SUPPLIED MATERIAL |

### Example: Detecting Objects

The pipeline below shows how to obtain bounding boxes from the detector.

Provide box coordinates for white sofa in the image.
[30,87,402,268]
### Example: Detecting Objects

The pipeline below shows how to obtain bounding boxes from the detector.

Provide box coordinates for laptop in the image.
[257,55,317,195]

PROBLEM REQUIREMENTS | Rewrite the data above, changing every "pipeline" to "workflow" and keeping everything else the same.

EXERCISE OUTPUT |
### Example: Detecting Objects

The workflow below shows how to obtain bounding boxes from the detector.

Provide box coordinates for white sofa in the image.
[30,87,402,268]
### Example: Detecting Objects

The workflow below shows how to obtain bounding boxes from the detector.

Provide box coordinates for laptop in the image.
[257,55,317,195]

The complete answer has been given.